BEGIN Data listing

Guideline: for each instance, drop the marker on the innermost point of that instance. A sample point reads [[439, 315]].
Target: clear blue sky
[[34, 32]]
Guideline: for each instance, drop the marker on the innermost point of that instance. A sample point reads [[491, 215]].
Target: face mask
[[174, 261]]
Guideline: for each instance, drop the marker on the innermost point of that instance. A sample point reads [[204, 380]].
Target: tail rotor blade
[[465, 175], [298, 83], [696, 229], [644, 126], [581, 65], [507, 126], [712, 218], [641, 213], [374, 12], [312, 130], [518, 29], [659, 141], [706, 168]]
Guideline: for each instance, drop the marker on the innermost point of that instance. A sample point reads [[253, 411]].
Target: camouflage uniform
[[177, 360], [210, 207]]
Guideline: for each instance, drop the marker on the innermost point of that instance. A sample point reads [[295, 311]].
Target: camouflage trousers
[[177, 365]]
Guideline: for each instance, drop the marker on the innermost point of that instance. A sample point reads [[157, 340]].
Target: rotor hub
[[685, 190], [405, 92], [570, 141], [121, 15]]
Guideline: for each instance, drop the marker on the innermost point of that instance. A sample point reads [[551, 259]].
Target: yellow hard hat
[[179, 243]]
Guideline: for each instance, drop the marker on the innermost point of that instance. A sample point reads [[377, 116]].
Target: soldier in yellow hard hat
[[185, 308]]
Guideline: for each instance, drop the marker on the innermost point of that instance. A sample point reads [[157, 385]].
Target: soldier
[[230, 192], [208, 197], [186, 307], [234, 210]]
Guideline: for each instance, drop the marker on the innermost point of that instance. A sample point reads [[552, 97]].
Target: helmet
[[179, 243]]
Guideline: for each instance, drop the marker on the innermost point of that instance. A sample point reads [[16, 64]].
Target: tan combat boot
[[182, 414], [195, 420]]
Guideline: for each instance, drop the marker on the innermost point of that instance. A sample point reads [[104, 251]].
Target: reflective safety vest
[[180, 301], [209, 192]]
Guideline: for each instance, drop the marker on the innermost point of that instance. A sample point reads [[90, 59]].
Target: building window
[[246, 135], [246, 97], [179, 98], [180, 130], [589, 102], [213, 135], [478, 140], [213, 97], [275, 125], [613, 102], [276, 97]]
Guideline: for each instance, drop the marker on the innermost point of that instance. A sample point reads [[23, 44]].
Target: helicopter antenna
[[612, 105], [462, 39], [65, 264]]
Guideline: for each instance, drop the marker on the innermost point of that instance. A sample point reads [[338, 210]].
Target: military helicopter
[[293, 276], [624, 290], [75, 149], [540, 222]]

END Data listing

● **Description of the task**
Present every line of the entries above as a Markdown table with two columns, Row and Line, numbering each row and omitting any blank lines.

● **Exercise result**
| Row | Line |
|---|---|
| 1 | Guideline: for each instance, drop the marker on the innermost point of that instance. A sample point reads [[439, 315]]. |
| 2 | Target: clear blue sky |
| 3 | [[34, 32]] |
| 4 | Guideline: for each instance, drop the marker on the innermost point of that instance. A sample point reads [[491, 215]]. |
| 5 | Target: face mask |
| 6 | [[174, 261]] |
| 7 | Guideline: for each instance, drop the marker on the innermost point of that instance. A sample point reads [[204, 380]]. |
| 8 | Target: tail rotor blade |
| 9 | [[465, 175], [298, 83], [696, 229], [644, 126], [581, 65], [507, 126], [712, 218], [641, 213], [374, 12], [312, 130], [518, 29], [659, 141], [706, 168]] |
| 10 | Guideline: for each instance, drop the marker on the innermost point of that instance. A sample point reads [[253, 411]]. |
| 11 | Target: camouflage uniform |
| 12 | [[177, 360], [210, 207]] |
| 13 | Guideline: for each instance, drop the marker on the innermost point of that instance. A sample point reads [[295, 311]]. |
| 14 | Target: camouflage trousers |
| 15 | [[177, 365]] |
| 16 | Guideline: for each instance, drop the marker on the innermost point of that instance. A sample point reads [[157, 340]]. |
| 17 | Target: rotor hub |
| 18 | [[685, 190], [405, 92], [570, 141], [121, 15]] |
| 19 | Guideline: for each instance, drop the marker on the innermost point of that instance. A sample point reads [[551, 259]]. |
| 20 | Target: yellow hard hat |
| 21 | [[179, 243]] |
| 22 | Guideline: for each instance, drop the marker on the innermost point of that instance. A sample point reads [[377, 116]]. |
| 23 | Target: soldier in yellow hard hat |
| 24 | [[185, 308]] |
| 25 | Guideline: for each instance, drop the marker on the innermost point of that instance. A sample point reads [[157, 385]]. |
| 26 | Target: soldier |
| 27 | [[230, 192], [208, 197], [186, 307], [234, 210]] |
| 28 | Guideline: for each instance, drop the marker on the innermost point of that instance. A sample point reads [[552, 97]]. |
| 29 | Target: helmet |
| 30 | [[179, 243]] |
| 31 | Guideline: for each instance, drop the marker on the innermost point of that instance. A sample point reads [[16, 64]]. |
| 32 | Target: tan combat boot |
| 33 | [[182, 414], [195, 420]] |
| 34 | Guideline: for each instance, drop the marker on the innermost point of that instance. A sample point reads [[104, 251]]. |
| 35 | Target: reflective safety vest |
| 36 | [[180, 301], [209, 192]] |
| 37 | Guideline: for each instance, drop the marker on the innermost point of that instance. A sample point reads [[90, 59]]. |
| 38 | Target: building window |
| 39 | [[246, 135], [246, 97], [179, 98], [180, 130], [589, 102], [213, 135], [478, 140], [213, 97], [275, 125], [613, 102], [276, 97]] |
| 40 | Guideline: for each instance, drop the marker on the innermost point of that instance. A sample point reads [[23, 44]]. |
| 41 | Target: helicopter antenna |
| 42 | [[612, 105], [462, 39], [65, 264]] |
| 43 | Guideline: for each instance, drop the marker on the innermost point of that instance. A sample point reads [[338, 210]]. |
| 44 | Target: military helicopter |
| 45 | [[293, 276], [624, 290], [75, 149], [540, 222]] |